Background and statutory framework

Three statutes gave the CCB power to suspend a contractor's license:

  • ORS 701.100 authorized suspension for failure to comply with the laws specifically listed in that statute. ORS 279C.815(3) (the PWR-survey response requirement) was not on the list.
  • ORS 701.135 authorized suspension for various enumerated grounds: fraud, dishonest conduct, certain criminal convictions, violations of chapter 701 or CCB rules, failure to pay subcontractors and suppliers in ways that triggered statutory liens, and failure to pay public-improvement subcontractors when the contractor had been paid. ORS 701.135 also authorized civil penalties under ORS 701.992 for chapter 701 / CCB-rule violations, but did not authorize suspension for unpaid civil penalties.
  • ORS 701.102(2) authorized suspension where "[t]he business owes a construction debt," or where an owner/officer owed one, or where an owner/officer was an owner/officer of a different business when that other business incurred an outstanding construction debt.

ORS 701.005(2) defined "construction debt" as: (a) "an amount owed under * * * a final order or arbitration award issued by the board"; or (b) "[a] judgment or civil penalty arising from construction activities within the United States." The "board" in ORS 701 was the CCB itself, so a BOLI civil penalty was not a board final order. The question came down to whether a PWR-survey civil penalty was a "judgment or civil penalty arising from construction activities."

» **RECORD EXCERPTS**

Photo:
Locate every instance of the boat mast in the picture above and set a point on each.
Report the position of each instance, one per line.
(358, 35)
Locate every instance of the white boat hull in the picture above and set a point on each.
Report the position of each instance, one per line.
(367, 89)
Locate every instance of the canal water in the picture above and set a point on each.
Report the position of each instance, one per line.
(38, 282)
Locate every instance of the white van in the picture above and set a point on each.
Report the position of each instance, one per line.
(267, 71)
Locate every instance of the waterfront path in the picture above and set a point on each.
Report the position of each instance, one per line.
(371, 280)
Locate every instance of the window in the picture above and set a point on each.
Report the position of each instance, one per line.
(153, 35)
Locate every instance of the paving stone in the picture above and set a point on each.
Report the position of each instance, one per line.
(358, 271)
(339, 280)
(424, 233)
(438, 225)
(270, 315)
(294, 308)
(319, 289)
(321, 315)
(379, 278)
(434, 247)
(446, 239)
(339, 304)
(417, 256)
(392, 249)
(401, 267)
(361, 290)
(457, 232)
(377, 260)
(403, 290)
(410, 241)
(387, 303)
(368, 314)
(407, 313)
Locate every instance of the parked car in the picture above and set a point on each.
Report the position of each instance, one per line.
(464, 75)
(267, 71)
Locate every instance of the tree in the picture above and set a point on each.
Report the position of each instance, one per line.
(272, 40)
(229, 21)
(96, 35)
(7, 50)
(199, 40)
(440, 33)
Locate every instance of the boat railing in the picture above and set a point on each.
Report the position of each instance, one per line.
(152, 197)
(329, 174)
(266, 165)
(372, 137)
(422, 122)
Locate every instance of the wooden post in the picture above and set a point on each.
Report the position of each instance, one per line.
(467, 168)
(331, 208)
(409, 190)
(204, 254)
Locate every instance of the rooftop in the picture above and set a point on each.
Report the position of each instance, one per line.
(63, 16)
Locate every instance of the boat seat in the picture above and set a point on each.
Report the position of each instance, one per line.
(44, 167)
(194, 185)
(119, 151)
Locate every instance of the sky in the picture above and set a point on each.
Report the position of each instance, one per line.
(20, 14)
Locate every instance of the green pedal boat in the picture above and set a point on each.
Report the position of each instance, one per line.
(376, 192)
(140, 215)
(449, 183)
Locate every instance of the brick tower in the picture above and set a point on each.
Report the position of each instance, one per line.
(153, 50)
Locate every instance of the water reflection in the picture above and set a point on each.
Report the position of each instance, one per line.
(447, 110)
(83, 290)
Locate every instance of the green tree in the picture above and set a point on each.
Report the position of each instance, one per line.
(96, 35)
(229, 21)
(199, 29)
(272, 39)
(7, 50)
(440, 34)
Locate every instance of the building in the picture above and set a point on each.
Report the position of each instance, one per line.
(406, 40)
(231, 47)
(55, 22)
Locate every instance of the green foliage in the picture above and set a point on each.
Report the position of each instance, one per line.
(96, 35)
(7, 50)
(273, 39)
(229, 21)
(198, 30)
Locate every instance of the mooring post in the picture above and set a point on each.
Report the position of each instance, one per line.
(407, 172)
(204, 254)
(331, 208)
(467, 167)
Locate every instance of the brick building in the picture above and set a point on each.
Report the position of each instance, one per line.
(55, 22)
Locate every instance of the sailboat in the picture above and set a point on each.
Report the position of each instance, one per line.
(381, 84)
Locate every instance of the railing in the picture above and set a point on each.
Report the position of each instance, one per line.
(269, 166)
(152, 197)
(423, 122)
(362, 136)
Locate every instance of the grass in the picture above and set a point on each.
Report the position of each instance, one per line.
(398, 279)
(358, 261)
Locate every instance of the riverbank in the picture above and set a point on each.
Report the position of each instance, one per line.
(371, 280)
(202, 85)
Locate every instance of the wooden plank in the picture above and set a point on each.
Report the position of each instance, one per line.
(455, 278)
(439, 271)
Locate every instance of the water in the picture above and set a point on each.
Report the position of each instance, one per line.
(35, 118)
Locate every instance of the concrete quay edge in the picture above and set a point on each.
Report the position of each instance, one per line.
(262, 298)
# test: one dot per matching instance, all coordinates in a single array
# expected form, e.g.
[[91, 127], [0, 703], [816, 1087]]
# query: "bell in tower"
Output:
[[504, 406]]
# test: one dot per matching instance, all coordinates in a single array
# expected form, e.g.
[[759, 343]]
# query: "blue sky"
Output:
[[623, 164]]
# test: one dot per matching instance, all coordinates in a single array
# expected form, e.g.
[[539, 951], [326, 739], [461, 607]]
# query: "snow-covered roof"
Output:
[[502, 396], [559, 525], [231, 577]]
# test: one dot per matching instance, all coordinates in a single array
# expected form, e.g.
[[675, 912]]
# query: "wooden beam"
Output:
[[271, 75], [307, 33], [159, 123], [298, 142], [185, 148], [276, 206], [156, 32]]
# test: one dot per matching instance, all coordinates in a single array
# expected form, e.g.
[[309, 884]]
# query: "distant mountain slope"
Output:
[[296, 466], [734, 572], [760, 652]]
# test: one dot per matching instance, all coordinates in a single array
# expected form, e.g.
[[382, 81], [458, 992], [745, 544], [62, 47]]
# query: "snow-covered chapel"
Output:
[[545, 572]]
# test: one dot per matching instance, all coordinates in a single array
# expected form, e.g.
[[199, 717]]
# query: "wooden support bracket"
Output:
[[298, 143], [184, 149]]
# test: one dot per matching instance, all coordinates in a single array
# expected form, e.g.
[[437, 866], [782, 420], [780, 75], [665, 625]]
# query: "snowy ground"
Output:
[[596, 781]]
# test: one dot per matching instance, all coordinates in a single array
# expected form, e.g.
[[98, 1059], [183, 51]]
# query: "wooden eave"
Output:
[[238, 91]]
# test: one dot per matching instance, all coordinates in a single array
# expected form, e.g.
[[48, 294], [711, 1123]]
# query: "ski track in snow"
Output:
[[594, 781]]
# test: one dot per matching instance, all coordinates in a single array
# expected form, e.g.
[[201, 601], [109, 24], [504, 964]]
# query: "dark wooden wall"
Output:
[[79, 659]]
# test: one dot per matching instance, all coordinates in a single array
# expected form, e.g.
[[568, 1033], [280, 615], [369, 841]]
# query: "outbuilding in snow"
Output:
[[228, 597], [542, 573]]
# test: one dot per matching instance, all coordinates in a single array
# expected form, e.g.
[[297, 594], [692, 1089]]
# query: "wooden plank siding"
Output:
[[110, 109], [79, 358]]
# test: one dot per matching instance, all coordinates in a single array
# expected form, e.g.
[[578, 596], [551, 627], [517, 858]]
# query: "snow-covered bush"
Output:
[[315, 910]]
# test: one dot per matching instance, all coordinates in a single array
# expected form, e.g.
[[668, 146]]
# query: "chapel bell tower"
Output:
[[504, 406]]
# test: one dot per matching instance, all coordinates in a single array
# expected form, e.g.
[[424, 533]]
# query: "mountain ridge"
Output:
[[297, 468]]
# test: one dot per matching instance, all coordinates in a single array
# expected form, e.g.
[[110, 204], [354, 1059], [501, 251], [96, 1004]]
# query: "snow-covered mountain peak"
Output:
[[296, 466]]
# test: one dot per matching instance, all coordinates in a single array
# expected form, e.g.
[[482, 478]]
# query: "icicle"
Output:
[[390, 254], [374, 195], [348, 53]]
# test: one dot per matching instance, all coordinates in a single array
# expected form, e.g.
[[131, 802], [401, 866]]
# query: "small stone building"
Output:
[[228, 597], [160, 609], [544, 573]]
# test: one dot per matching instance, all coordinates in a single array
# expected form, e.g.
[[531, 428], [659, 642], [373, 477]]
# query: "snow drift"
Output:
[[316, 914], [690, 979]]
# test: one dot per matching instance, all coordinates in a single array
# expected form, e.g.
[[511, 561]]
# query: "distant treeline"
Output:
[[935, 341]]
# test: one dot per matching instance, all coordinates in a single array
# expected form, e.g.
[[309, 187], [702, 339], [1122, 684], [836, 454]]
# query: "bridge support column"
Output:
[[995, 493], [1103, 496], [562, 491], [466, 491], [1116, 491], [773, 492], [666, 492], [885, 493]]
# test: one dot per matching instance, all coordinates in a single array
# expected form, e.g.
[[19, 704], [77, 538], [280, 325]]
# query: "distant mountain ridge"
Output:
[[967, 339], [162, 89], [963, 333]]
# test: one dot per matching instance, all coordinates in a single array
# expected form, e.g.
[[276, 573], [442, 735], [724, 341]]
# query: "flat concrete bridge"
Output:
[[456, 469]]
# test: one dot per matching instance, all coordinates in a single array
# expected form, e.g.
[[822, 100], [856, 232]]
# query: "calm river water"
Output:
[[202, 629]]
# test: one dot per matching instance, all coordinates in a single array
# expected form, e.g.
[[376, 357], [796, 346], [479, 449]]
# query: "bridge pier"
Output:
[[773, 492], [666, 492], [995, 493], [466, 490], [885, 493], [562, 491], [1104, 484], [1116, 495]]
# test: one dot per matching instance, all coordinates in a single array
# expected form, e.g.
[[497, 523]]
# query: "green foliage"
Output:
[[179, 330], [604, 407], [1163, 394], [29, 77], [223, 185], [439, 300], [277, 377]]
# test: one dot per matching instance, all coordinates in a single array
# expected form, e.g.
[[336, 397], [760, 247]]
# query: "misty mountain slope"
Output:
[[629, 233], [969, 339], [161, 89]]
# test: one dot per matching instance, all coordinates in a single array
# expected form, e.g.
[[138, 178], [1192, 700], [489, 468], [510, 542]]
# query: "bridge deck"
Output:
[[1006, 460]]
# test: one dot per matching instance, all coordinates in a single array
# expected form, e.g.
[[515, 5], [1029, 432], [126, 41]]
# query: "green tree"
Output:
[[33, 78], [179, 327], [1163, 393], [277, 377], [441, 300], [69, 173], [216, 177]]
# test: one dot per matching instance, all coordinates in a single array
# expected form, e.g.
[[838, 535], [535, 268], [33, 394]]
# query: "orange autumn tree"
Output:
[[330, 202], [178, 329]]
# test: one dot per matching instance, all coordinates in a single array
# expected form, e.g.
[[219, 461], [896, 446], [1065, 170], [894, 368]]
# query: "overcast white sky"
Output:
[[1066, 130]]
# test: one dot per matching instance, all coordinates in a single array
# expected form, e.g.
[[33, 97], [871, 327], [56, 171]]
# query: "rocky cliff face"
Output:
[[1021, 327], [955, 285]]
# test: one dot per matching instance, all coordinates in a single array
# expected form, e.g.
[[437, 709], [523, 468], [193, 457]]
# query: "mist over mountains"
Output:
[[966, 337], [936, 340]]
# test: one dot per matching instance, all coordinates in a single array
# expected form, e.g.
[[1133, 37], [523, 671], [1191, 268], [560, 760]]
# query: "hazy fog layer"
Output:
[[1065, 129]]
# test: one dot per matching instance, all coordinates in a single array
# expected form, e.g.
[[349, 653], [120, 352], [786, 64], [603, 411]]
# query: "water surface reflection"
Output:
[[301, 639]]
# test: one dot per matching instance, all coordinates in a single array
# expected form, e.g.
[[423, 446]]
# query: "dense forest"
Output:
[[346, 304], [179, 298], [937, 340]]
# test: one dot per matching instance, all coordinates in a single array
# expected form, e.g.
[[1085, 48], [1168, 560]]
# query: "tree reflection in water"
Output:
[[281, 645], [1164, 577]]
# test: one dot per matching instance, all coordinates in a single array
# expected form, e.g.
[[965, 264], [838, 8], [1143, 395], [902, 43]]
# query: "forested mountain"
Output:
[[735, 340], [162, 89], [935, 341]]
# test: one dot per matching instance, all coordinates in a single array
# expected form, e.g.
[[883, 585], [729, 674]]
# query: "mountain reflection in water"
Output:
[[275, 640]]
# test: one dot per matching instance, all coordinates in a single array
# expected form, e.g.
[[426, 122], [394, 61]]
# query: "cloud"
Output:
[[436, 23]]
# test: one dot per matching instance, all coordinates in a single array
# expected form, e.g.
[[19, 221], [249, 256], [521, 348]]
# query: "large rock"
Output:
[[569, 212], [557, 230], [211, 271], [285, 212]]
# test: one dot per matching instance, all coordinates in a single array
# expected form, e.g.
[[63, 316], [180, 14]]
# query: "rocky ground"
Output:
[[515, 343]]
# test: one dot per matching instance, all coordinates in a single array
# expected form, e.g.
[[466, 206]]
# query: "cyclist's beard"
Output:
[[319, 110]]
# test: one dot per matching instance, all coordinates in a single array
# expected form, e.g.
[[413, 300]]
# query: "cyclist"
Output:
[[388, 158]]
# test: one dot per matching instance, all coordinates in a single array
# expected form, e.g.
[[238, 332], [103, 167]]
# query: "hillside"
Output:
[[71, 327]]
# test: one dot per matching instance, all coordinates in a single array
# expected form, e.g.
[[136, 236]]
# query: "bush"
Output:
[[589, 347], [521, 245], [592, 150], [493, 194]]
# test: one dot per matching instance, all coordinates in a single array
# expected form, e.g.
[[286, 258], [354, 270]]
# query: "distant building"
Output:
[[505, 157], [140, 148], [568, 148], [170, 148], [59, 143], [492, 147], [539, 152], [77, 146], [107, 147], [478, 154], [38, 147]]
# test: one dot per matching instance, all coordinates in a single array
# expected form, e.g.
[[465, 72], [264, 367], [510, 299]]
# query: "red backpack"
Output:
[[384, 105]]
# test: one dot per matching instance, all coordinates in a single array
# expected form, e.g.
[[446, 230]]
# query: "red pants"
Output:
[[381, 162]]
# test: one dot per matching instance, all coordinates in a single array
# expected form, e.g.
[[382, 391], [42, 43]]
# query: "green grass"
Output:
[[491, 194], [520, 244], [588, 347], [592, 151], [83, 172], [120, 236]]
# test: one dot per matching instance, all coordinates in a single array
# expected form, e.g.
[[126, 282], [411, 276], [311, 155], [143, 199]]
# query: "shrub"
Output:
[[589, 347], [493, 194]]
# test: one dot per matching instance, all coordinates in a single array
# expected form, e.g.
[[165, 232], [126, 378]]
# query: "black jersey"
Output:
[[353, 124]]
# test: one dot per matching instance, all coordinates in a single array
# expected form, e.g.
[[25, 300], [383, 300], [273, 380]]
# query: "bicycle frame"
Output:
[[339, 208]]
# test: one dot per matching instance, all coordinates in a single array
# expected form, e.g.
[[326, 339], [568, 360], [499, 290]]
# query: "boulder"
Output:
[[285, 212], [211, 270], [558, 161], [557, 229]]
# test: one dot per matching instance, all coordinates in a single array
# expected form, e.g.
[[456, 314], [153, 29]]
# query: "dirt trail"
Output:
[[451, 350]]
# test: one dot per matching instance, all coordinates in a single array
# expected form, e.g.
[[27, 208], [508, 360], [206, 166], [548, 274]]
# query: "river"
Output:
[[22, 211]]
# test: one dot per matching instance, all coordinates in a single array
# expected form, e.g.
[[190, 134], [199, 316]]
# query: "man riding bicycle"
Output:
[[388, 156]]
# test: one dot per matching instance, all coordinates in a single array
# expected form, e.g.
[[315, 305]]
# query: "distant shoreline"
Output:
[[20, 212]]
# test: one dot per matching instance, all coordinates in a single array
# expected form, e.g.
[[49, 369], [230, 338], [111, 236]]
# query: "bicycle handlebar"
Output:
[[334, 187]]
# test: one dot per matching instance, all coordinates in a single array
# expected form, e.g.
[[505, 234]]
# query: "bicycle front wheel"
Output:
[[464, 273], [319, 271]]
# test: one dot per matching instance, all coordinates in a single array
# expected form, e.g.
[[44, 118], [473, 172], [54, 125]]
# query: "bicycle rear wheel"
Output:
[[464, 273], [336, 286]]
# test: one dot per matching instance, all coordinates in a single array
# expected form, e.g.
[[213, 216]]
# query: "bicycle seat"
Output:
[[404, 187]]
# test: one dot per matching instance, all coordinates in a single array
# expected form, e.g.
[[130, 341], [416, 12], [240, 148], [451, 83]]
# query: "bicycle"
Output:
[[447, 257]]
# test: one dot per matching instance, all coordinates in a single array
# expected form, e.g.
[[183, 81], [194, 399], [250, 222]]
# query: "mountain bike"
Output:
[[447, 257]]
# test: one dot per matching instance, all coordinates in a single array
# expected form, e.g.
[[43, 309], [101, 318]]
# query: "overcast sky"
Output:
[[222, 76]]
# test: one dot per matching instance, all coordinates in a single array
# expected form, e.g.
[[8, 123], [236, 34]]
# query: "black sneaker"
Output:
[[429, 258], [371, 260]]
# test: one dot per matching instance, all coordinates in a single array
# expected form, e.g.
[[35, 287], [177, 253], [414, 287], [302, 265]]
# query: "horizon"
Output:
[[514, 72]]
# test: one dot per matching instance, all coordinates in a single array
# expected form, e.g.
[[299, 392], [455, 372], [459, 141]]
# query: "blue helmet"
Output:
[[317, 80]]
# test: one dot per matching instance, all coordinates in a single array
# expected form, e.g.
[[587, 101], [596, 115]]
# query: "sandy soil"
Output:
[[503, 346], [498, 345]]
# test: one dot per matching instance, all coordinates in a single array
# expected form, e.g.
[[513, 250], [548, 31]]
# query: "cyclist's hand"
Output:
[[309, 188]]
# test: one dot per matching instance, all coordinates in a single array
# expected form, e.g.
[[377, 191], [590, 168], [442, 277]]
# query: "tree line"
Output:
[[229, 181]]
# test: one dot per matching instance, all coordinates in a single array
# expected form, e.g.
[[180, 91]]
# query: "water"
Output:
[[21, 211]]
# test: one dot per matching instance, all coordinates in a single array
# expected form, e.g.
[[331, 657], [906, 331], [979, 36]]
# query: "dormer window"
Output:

» **WRITTEN INSTRUCTION**
In the license-suspension passage, which statute defined "construction debt"? The items are separate material from the license-suspension passage.

» **COMPLETE RESPONSE**
ORS 701.005(2)